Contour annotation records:

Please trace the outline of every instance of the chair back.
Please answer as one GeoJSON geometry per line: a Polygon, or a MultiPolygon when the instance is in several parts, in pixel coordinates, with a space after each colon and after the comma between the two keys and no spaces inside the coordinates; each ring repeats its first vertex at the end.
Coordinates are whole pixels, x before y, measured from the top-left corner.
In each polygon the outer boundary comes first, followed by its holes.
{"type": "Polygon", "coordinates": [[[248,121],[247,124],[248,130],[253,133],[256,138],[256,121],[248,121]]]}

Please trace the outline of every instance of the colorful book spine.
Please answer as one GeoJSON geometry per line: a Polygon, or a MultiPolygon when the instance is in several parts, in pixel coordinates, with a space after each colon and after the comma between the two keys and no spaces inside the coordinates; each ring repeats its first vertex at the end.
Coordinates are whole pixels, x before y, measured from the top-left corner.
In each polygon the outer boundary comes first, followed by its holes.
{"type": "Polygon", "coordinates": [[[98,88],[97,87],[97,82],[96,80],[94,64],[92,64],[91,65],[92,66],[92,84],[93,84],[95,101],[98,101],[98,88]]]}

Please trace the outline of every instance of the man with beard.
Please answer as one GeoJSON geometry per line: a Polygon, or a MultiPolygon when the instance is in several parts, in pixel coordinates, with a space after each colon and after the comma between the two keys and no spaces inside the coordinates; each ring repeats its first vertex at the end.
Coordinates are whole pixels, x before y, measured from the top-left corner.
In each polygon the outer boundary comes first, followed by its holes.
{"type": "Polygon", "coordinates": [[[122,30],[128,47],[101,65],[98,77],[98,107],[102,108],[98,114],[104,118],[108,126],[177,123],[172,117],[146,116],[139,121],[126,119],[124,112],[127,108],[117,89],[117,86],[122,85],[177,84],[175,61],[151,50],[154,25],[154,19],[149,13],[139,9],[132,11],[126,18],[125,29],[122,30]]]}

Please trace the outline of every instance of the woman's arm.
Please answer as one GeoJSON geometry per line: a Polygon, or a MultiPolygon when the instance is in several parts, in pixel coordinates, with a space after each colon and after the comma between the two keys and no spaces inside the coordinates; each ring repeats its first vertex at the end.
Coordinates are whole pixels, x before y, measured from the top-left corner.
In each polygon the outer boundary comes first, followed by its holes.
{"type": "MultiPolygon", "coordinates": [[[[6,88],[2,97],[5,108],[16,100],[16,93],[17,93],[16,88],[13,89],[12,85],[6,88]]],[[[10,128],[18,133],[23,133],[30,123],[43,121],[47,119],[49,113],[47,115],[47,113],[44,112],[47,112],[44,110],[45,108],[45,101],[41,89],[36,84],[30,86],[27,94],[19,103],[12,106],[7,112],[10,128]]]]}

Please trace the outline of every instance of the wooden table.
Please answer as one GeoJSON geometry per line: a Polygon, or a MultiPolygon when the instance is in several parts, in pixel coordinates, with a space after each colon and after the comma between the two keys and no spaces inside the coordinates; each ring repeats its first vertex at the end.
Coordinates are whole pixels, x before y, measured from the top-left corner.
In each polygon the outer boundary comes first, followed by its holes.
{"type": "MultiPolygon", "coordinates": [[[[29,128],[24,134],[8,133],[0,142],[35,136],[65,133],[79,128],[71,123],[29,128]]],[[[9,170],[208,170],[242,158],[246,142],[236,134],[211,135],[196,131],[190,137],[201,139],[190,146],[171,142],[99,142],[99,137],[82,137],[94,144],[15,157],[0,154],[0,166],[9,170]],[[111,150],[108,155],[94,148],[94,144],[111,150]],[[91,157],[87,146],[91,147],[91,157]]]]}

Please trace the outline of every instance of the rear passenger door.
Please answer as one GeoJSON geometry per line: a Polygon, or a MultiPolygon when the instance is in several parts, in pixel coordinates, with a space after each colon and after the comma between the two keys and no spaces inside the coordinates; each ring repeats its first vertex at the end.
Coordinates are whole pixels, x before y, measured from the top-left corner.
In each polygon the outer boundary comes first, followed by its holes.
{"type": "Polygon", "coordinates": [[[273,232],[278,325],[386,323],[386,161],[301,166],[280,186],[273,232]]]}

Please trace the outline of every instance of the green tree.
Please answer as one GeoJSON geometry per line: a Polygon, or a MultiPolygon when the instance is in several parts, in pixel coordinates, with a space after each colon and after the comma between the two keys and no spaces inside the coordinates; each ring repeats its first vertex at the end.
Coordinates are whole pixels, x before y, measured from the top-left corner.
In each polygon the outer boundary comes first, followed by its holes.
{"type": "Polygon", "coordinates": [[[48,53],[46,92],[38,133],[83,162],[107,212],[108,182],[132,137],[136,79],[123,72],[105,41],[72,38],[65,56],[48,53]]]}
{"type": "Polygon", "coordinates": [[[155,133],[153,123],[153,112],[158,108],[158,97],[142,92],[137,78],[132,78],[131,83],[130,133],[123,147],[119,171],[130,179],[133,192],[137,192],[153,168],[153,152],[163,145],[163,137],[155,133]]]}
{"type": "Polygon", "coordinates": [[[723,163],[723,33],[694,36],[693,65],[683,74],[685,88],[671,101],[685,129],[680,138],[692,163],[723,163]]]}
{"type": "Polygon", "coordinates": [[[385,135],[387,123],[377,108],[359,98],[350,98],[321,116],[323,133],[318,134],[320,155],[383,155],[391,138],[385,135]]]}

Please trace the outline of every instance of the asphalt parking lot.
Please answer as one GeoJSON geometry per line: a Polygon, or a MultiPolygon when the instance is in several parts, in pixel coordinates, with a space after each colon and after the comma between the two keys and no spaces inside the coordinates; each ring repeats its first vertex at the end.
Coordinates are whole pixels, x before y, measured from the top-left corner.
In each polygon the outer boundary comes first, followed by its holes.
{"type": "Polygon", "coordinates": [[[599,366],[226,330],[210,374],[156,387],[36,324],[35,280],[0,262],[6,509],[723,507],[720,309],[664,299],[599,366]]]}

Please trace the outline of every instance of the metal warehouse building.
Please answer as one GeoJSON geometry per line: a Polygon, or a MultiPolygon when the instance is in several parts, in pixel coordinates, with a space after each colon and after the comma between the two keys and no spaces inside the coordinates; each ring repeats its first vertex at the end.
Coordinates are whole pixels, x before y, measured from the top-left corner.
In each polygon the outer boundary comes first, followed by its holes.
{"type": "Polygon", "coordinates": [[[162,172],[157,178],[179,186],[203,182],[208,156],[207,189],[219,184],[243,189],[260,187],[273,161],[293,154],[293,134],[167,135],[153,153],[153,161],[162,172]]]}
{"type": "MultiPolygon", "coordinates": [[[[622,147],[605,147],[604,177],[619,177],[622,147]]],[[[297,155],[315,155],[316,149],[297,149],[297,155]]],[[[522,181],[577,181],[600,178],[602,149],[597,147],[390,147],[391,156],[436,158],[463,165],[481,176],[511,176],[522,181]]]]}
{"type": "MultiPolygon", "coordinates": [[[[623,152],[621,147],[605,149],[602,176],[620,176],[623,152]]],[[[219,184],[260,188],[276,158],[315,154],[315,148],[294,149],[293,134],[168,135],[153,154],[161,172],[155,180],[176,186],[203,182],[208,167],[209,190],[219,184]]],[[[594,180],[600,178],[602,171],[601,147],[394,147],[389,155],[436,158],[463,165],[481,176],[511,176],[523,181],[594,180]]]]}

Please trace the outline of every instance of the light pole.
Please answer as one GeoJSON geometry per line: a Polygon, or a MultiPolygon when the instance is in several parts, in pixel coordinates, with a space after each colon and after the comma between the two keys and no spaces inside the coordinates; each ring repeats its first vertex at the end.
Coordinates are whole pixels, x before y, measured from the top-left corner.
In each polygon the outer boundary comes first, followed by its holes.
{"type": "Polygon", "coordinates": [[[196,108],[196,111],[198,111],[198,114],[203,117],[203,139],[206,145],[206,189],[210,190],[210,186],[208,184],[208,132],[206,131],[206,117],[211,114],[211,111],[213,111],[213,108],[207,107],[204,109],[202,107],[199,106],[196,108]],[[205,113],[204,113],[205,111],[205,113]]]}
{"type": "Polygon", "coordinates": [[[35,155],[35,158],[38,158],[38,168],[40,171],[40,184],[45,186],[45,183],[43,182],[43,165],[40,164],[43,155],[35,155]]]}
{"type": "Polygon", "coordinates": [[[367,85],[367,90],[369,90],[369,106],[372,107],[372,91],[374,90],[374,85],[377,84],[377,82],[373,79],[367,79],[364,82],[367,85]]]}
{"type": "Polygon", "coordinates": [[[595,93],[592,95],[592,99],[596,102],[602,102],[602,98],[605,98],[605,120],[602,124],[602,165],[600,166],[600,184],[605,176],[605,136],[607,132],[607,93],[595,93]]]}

§ **REQUIREMENT**
Convert the items from the line containing "Please trace the outline of every instance of the light" through the end of the items into a JSON list of strings, one string per line, omitting blank lines.

§ **THE OUTPUT**
[
  "Please trace the outline of every instance of the light pole.",
  "Please answer as one GeoJSON geometry per line: a Polygon, or a MultiPolygon when the instance is in several parts, in pixel coordinates, with a space after each colon and after the comma between the two keys and no spaces inside the coordinates; each ring repeats its first vertex at the end.",
  "Coordinates are whole pixels, x before y, measured from the top-left corner.",
  "In each polygon the outer boundary comes first, followed by its holes.",
  "{\"type\": \"Polygon\", \"coordinates\": [[[196,108],[196,111],[198,111],[198,114],[203,117],[203,139],[206,145],[206,189],[210,190],[210,186],[208,184],[208,132],[206,131],[206,117],[211,114],[211,111],[213,111],[213,108],[207,107],[204,109],[202,107],[199,106],[196,108]],[[205,113],[204,113],[205,111],[205,113]]]}",
  "{\"type\": \"Polygon\", \"coordinates\": [[[35,155],[35,158],[38,158],[38,168],[40,171],[40,184],[45,186],[45,183],[43,182],[43,165],[40,164],[43,155],[35,155]]]}",
  "{\"type\": \"Polygon\", \"coordinates\": [[[367,85],[367,90],[369,90],[369,106],[372,107],[372,91],[374,90],[374,85],[377,84],[377,82],[373,79],[367,79],[364,82],[367,85]]]}",
  "{\"type\": \"Polygon\", \"coordinates\": [[[595,93],[592,95],[592,99],[596,102],[602,102],[602,98],[605,98],[605,120],[602,124],[602,165],[600,166],[600,184],[605,176],[605,136],[607,132],[607,93],[595,93]]]}"
]